> [Task description] In the records below, tally the lines that contain the word "instance" and give only that number.

> [Data for review]
━━━━━━━━━━━━━━━━

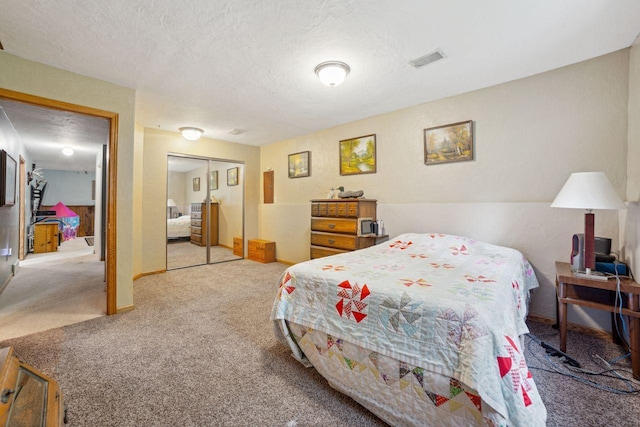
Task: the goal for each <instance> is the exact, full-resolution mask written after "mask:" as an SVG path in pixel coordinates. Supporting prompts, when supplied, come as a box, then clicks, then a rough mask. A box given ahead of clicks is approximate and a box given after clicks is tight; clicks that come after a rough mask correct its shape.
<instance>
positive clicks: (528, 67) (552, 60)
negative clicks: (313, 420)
mask: <svg viewBox="0 0 640 427" xmlns="http://www.w3.org/2000/svg"><path fill="white" fill-rule="evenodd" d="M0 10H1V11H2V12H1V13H0V40H1V41H2V44H3V46H4V49H5V51H6V52H9V53H11V54H14V55H17V56H20V57H23V58H26V59H30V60H34V61H37V62H41V63H44V64H48V65H52V66H55V67H59V68H62V69H66V70H70V71H73V72H76V73H79V74H83V75H87V76H91V77H95V78H98V79H102V80H106V81H109V82H113V83H116V84H119V85H122V86H126V87H131V88H135V89H136V90H137V94H136V122H137V123H139V124H141V125H143V126H147V127H154V128H160V129H164V130H169V131H177V129H178V128H179V127H181V126H197V127H200V128H202V129H204V131H205V136H208V137H211V138H216V139H223V140H227V141H232V142H239V143H245V144H253V145H263V144H267V143H272V142H275V141H279V140H283V139H287V138H292V137H296V136H300V135H304V134H307V133H311V132H314V131H317V130H320V129H326V128H328V127H332V126H336V125H339V124H342V123H347V122H350V121H353V120H357V119H361V118H364V117H369V116H372V115H376V114H381V113H385V112H389V111H393V110H397V109H400V108H404V107H408V106H412V105H417V104H420V103H424V102H427V101H431V100H434V99H439V98H442V97H447V96H451V95H455V94H459V93H463V92H468V91H471V90H475V89H479V88H482V87H487V86H491V85H495V84H498V83H502V82H505V81H510V80H514V79H518V78H522V77H526V76H529V75H533V74H536V73H540V72H543V71H547V70H550V69H554V68H558V67H561V66H564V65H568V64H571V63H575V62H579V61H582V60H586V59H589V58H592V57H596V56H600V55H603V54H606V53H609V52H612V51H616V50H619V49H622V48H626V47H628V46H630V45H631V43H632V42H633V41H634V40H635V38H636V36H637V35H638V33H639V32H640V1H638V0H616V1H605V0H563V1H558V0H537V1H535V2H534V1H513V0H484V1H469V0H449V1H435V0H404V1H403V0H400V1H375V0H366V1H365V0H315V1H313V2H311V1H296V0H287V1H283V0H272V1H258V0H230V1H212V0H184V1H180V2H178V1H175V0H147V1H133V0H109V1H103V0H67V1H64V2H47V1H42V0H0ZM437 48H439V49H441V50H442V51H443V52H444V54H445V55H446V58H445V59H444V60H442V61H439V62H436V63H434V64H431V65H429V66H426V67H424V68H420V69H415V68H413V67H412V66H411V65H409V61H410V60H412V59H415V58H417V57H420V56H422V55H425V54H427V53H429V52H432V51H433V50H435V49H437ZM327 60H340V61H344V62H346V63H347V64H349V66H350V67H351V73H350V75H349V76H348V77H347V79H346V81H345V82H344V84H342V85H341V86H339V87H335V88H329V87H326V86H323V85H322V84H321V83H320V82H319V81H318V79H317V77H316V76H315V74H314V68H315V66H316V65H317V64H319V63H321V62H323V61H327ZM230 129H241V130H243V133H241V134H239V135H230V134H228V133H227V132H228V131H229V130H230Z"/></svg>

━━━━━━━━━━━━━━━━

> [Task solution] 2